■ Required task ■
Render every entry verbatim.

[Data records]
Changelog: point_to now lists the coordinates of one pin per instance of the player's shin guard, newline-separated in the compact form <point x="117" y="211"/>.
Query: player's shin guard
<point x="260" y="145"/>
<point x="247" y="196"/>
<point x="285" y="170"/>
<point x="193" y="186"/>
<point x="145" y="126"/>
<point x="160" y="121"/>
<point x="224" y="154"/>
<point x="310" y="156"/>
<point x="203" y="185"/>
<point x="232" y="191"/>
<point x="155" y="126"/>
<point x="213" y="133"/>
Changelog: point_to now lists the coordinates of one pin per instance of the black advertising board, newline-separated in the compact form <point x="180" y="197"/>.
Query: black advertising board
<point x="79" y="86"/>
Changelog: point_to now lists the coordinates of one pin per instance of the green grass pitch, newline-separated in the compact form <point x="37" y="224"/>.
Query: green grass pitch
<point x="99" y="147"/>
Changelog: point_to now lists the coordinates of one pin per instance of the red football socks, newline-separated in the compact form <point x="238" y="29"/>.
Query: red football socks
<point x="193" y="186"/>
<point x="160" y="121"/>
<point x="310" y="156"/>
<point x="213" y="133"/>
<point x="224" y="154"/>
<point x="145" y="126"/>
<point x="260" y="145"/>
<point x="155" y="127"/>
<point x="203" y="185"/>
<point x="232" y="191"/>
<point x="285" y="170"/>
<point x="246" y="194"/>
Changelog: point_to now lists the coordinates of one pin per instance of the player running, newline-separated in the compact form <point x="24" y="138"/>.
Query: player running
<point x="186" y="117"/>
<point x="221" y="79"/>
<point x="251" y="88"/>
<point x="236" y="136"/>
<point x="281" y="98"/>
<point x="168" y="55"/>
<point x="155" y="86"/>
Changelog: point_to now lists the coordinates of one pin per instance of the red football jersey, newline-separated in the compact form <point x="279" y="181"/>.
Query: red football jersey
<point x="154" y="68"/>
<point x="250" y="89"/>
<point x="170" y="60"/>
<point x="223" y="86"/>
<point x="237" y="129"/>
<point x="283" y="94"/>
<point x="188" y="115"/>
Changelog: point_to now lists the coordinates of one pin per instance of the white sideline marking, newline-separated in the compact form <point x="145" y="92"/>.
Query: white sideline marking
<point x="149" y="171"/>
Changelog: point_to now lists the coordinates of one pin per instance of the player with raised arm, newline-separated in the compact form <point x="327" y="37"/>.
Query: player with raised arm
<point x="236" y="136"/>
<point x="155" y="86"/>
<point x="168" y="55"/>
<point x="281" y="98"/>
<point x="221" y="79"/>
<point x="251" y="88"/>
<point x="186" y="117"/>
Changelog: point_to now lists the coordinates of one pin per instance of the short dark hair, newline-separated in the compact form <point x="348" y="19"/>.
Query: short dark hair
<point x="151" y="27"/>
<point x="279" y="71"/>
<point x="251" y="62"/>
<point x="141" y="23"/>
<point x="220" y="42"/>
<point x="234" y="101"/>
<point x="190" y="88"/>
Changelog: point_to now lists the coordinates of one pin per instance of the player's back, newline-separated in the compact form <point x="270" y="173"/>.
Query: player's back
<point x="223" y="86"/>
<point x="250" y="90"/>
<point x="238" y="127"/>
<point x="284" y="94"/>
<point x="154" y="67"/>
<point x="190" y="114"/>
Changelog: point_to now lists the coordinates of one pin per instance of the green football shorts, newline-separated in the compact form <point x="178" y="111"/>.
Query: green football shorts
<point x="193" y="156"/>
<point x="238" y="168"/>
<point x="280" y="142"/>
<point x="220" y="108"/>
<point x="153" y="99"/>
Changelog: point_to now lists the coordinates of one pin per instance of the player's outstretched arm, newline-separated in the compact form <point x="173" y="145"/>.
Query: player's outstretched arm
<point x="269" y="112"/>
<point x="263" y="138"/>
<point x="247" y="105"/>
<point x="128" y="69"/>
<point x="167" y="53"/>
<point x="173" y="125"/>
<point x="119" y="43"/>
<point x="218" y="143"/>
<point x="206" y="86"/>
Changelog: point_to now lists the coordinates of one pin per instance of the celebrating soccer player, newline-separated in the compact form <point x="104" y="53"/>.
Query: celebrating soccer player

■ Reply ■
Changelog: point_to now lists the coordinates of one pin per instance of the player's shin guard, newline-separated in the compact form <point x="117" y="211"/>.
Query: player's shin guard
<point x="260" y="145"/>
<point x="247" y="196"/>
<point x="285" y="170"/>
<point x="193" y="186"/>
<point x="145" y="126"/>
<point x="160" y="121"/>
<point x="224" y="154"/>
<point x="310" y="156"/>
<point x="203" y="185"/>
<point x="232" y="191"/>
<point x="155" y="126"/>
<point x="213" y="133"/>
Changelog: point_to now lists the coordinates of one pin per instance of the black advertising board, newline-separated in the compact form <point x="180" y="197"/>.
Query: black advertising board
<point x="79" y="86"/>
Changelog: point_to now lists the coordinates of one pin per instance of the green grass pitch, newline-separated in the compact form <point x="37" y="224"/>.
Query: green grass pitch
<point x="99" y="147"/>
Changelog: point_to now lists the coordinates of one pin per instance of the red football socks, newline-separated in the compact form <point x="238" y="29"/>.
Query: red football socks
<point x="193" y="186"/>
<point x="160" y="121"/>
<point x="310" y="156"/>
<point x="213" y="133"/>
<point x="224" y="154"/>
<point x="145" y="126"/>
<point x="260" y="145"/>
<point x="155" y="127"/>
<point x="203" y="185"/>
<point x="232" y="191"/>
<point x="285" y="170"/>
<point x="246" y="194"/>
Changelog: point_to now lists the coordinates of one pin per instance of the player running, newline-separated in the compact form <point x="24" y="138"/>.
Query: player running
<point x="186" y="117"/>
<point x="221" y="79"/>
<point x="251" y="88"/>
<point x="236" y="136"/>
<point x="281" y="98"/>
<point x="168" y="55"/>
<point x="155" y="86"/>
Changelog: point_to now lists the coordinates of one pin per instance of the red football jersey, newline-separated in the compact form <point x="279" y="181"/>.
Query: red football jersey
<point x="154" y="68"/>
<point x="250" y="89"/>
<point x="170" y="60"/>
<point x="223" y="86"/>
<point x="237" y="129"/>
<point x="283" y="94"/>
<point x="188" y="115"/>
Changelog: point_to now lists the coordinates of one pin per instance of the white sideline marking, newline-separated in the compact form <point x="145" y="92"/>.
Query: white sideline marking
<point x="149" y="171"/>
Changelog: point_to now lists the coordinates of one pin per instance of the player with raised arm, newline-separated in the compact form <point x="327" y="37"/>.
Query: player with raised arm
<point x="236" y="136"/>
<point x="155" y="86"/>
<point x="168" y="55"/>
<point x="281" y="98"/>
<point x="221" y="79"/>
<point x="251" y="88"/>
<point x="186" y="117"/>
Changelog: point_to now lists the coordinates of one pin per instance of the short dark hair, newline-separated in the compact form <point x="348" y="19"/>.
Query: short dark hair
<point x="151" y="27"/>
<point x="279" y="71"/>
<point x="251" y="62"/>
<point x="141" y="23"/>
<point x="220" y="42"/>
<point x="234" y="101"/>
<point x="190" y="88"/>
Changelog: point_to now lists the coordinates of one pin per instance of the player's back, newline-separated in the compact form <point x="270" y="173"/>.
Query: player's back
<point x="223" y="86"/>
<point x="250" y="90"/>
<point x="238" y="127"/>
<point x="284" y="94"/>
<point x="154" y="67"/>
<point x="190" y="114"/>
Changelog: point_to now lists the coordinates of one pin per instance of the green football shorts, newline-separated in the compact form <point x="178" y="111"/>.
Query: green football shorts
<point x="193" y="156"/>
<point x="238" y="168"/>
<point x="280" y="142"/>
<point x="220" y="108"/>
<point x="153" y="99"/>
Changelog: point_to now lists the coordinates of one pin per instance of the player's outstretched arm, newline-separated in the compact form <point x="173" y="145"/>.
Query: player's outstretched arm
<point x="269" y="112"/>
<point x="263" y="138"/>
<point x="247" y="105"/>
<point x="128" y="69"/>
<point x="167" y="53"/>
<point x="173" y="125"/>
<point x="119" y="43"/>
<point x="218" y="143"/>
<point x="206" y="86"/>
Changelog: point_to now lists the coordinates of one pin per instance of the celebrating soccer player, newline-separated in the compact form <point x="104" y="53"/>.
Query: celebrating soccer player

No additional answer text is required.